------ Vorliegender Text ------

Müssen Jugendliche lernen früh aufzustehen?

Ein kürzlich ausgestrahlter Beitrag in der Newssendung 10 vor 10 im Schweizer Fernsehen berichtet über eine Schule, deren Schulglocke am Morgen später zum Unterrichtsbeginn läutet und ihre Schüler/innen länger schlafen lässt (Link zum Beitrag). Auslöser dafür ist die Erkenntnis aus der Schlafforschung, dass sich der Chronotyp[1] von Jugendlichen verändert und sie am frühen morgen oft noch müde sind.

Die Schlafexpertin Joëlle Albrecht von der Uni Zürich erklärt im Beitrag, dass sich der Schlafrhythmus über die ganze Lebenszeit verändert. Eine starke Veränderung erfolgt in der Pubertät. Die Jugendlichen schlafen abends später ein und müssten am Morgen länger schlafen können, um wirklich fit und lernbereit zu sein. Diese Erkenntnis ist nicht neu und hat uns von der csbern schon vor sechs Jahren dazu bewogen, die erste Lektion zu streichen und den Schulstart für alle auf 08:45 Uhr festzulegen. Die «verlorene» Lektion wird an anderen Stellen im Stundenplan untergebracht. So kommen die Schüler/innen nach wie vor auf die vom Lehrplan 21 geforderten Lektionen.

Trotz klarer wissenschaftlicher Erkenntnis hapert es an der Umsetzung bzw. an der breiten Akzeptanz, dass insbesondere Jugendlichen ein späterer Schulbeginn helfen würde, besser zu lernen. So meint zum Beispiel Thomas Minder (Präsident des Verbands der Schulleiterinnen und Schulleiter der Schweiz) sinngemäss, dass die Schüler/innen das Frühaufstehen in der Schulzeit lernen müssten, um später in der Berufswelt bestehen zu können. Kann oder muss man also das Frühaufstehen in der Schule lernen als Vorbereitung auf die Berufswelt? Ein ähnliches Argument hören wir auch immer wieder in Bezug auf den Leistungsdruck in der Schule. Müssen Kinder und Jugendliche bereits in der Schule mit grossem Leistungsdruck umgehen können, um später im Berufsleben erfolgreich zu sein?

In beiden Fällen sagen wir und auch die Wissenschaft klar nein. Dass sich der Schlafrhythmus bei Jugendlichen verändert, haben wir im Beitrag von 10 vor 10 gehört. Die Schlafexpertin im Beitrag sagt weiter, dass man das Frühaufstehen nicht lernen könne. Zeitlebens haben wir unseren Chronotyp, dem wir uns am besten anpassen. Wer kein Frühaufsteher ist, sollte auch nicht unbedingt Bäcker werden.

------ Bereitgestelltes Material ------

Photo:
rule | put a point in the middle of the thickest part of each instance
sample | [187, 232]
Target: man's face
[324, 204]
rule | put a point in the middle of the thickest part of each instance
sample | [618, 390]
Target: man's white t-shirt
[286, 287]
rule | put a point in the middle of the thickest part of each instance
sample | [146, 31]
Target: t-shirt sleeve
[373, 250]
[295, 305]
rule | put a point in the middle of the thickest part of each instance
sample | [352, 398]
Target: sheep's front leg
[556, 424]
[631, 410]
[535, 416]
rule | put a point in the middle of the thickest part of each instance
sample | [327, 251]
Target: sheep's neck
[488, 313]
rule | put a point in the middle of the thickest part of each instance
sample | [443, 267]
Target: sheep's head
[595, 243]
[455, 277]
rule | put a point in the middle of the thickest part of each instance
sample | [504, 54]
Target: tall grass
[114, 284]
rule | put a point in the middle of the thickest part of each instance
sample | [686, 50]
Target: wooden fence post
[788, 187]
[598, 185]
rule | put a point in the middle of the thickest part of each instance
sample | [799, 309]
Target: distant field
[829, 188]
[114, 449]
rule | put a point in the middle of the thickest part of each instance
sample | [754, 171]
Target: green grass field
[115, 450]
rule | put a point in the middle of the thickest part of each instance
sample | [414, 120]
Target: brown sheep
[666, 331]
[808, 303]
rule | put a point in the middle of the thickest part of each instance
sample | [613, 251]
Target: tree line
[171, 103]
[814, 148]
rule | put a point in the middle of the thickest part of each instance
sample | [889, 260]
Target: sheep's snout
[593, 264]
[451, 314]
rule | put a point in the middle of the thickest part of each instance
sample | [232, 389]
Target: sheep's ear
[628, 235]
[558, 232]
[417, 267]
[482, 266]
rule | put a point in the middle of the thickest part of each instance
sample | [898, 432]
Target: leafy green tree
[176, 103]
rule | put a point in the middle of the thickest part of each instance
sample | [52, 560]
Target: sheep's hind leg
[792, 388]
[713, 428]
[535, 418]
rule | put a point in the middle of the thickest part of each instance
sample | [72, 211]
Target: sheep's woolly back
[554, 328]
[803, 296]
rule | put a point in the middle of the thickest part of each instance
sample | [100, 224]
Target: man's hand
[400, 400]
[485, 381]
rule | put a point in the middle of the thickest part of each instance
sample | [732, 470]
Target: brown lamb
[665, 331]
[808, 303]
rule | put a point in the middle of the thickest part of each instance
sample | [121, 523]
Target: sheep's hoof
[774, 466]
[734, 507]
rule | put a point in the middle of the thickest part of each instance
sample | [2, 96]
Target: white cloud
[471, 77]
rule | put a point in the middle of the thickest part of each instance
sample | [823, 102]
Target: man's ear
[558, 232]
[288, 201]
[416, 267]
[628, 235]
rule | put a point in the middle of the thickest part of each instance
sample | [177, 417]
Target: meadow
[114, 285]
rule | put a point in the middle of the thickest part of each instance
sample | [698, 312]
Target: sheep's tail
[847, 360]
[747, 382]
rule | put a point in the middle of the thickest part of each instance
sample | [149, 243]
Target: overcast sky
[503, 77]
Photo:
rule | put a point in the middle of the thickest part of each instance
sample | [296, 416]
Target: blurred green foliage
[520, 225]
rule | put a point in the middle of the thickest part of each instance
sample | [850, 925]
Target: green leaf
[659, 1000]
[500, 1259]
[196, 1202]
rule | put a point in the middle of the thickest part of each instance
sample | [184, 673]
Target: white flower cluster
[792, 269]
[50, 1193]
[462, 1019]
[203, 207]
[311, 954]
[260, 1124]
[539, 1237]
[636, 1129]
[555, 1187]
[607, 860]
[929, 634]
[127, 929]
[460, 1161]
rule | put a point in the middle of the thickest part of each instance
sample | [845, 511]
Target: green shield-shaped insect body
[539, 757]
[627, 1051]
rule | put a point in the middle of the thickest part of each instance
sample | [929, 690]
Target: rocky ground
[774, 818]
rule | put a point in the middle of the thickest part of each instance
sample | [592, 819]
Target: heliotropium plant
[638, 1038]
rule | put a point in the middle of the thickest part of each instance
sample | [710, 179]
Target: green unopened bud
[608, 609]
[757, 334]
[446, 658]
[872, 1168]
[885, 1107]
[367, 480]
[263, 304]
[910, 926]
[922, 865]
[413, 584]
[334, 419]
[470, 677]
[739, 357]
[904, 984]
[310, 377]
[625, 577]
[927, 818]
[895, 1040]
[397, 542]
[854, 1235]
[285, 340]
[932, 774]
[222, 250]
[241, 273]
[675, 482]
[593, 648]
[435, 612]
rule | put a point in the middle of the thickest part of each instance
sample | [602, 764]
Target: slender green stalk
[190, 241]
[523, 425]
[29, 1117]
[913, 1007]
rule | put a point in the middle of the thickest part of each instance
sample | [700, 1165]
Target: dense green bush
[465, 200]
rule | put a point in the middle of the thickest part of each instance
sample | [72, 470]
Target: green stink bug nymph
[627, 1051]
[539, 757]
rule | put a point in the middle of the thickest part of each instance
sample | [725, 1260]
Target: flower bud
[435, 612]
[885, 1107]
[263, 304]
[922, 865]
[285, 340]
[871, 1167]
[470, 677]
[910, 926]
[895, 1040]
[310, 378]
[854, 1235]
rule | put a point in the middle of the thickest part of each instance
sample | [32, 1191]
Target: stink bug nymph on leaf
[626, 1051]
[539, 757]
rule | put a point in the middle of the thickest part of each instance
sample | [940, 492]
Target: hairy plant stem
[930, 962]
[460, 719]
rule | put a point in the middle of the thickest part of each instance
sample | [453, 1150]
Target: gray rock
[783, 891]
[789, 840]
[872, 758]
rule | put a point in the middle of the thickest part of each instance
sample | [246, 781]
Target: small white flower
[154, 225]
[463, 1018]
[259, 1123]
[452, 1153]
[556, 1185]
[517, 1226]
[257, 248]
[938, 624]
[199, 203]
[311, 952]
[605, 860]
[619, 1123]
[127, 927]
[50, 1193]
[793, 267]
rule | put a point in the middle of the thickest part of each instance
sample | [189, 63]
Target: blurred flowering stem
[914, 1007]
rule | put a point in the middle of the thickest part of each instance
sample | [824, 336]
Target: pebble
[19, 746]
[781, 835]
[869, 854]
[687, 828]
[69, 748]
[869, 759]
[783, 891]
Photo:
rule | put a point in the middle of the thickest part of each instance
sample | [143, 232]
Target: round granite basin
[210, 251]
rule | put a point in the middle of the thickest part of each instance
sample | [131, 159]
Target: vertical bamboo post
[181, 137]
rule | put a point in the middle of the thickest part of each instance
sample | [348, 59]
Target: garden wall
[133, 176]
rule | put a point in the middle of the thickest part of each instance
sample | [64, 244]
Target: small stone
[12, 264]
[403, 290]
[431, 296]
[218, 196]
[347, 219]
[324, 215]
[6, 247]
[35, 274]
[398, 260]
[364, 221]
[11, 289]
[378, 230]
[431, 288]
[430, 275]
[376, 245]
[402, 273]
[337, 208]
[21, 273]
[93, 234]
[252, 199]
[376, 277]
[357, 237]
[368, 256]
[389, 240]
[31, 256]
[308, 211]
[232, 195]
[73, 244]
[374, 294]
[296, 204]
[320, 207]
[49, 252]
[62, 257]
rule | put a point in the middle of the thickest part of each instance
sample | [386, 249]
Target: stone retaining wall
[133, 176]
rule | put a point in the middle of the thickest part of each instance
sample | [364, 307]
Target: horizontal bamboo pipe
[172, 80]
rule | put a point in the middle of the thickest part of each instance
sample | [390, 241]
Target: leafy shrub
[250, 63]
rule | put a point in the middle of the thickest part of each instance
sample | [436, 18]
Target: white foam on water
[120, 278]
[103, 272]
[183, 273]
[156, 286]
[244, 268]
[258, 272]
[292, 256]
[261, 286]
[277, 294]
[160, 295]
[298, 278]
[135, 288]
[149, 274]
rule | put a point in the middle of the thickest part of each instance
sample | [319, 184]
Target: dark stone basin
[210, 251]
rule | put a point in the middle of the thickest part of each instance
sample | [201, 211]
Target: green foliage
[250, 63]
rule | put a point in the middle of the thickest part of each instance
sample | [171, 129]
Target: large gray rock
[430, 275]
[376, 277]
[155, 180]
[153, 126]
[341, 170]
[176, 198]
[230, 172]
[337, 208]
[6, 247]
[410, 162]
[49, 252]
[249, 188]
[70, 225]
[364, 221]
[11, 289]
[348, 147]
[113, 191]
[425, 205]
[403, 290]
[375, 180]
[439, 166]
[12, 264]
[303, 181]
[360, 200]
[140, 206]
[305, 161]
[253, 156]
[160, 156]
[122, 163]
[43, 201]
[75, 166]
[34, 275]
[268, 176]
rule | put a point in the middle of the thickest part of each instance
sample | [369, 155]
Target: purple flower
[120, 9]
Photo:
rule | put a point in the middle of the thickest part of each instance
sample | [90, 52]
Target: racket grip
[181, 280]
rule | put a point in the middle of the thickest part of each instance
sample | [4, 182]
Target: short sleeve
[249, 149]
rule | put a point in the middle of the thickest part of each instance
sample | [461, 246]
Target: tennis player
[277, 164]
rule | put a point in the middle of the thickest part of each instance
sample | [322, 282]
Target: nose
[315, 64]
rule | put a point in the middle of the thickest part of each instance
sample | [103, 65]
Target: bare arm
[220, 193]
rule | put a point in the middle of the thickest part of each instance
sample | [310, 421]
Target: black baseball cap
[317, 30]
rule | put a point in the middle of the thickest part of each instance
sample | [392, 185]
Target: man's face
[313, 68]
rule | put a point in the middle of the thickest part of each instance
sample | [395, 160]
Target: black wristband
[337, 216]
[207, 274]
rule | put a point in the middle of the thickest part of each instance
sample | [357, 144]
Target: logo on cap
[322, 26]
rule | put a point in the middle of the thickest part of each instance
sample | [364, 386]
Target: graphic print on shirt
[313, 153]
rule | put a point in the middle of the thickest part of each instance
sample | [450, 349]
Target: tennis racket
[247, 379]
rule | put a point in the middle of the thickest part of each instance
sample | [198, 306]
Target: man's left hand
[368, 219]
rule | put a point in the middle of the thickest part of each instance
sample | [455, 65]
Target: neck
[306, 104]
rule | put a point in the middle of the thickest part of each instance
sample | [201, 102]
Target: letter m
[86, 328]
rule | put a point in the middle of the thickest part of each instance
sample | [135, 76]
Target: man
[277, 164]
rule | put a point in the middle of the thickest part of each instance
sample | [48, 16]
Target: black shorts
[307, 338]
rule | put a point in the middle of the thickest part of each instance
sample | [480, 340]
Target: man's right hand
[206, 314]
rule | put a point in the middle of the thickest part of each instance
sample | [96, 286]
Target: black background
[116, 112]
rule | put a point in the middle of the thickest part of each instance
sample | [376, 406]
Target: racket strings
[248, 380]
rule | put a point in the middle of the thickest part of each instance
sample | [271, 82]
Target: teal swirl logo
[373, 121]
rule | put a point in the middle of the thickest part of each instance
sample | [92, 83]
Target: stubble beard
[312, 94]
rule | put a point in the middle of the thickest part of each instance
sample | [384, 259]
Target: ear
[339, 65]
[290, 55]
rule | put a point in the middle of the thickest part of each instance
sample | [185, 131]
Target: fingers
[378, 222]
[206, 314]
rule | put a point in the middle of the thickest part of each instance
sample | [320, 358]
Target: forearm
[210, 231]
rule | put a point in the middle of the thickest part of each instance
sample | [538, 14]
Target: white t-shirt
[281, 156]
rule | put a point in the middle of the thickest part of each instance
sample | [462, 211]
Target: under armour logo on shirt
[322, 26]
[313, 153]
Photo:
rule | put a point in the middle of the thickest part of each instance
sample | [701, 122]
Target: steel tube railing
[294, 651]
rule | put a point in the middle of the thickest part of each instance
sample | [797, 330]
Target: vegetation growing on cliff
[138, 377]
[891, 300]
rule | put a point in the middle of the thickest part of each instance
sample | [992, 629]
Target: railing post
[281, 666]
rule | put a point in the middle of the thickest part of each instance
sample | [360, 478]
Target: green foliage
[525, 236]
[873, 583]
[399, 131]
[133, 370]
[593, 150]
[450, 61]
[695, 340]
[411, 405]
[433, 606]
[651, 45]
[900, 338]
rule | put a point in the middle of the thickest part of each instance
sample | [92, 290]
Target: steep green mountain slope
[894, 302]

------

> Aufgabenstellung
Beantworte zum Text über den späteren Schulbeginn diese Fragen:
(a) Auf welche Uhrzeit hat die csbern den Schulstart für alle festgelegt?
(b) An welcher Universität ist die Schlafexpertin Joëlle Albrecht tätig?
(c) Welchen Beruf sollte laut dem letzten Satz jemand nicht unbedingt ergreifen, der kein Frühaufsteher ist?
Das Material stammt aus einer anderen Quelle als der Text.

> Lösung
(a) Auf 08:45 Uhr.
(b) An der Uni Zürich.
(c) Bäcker.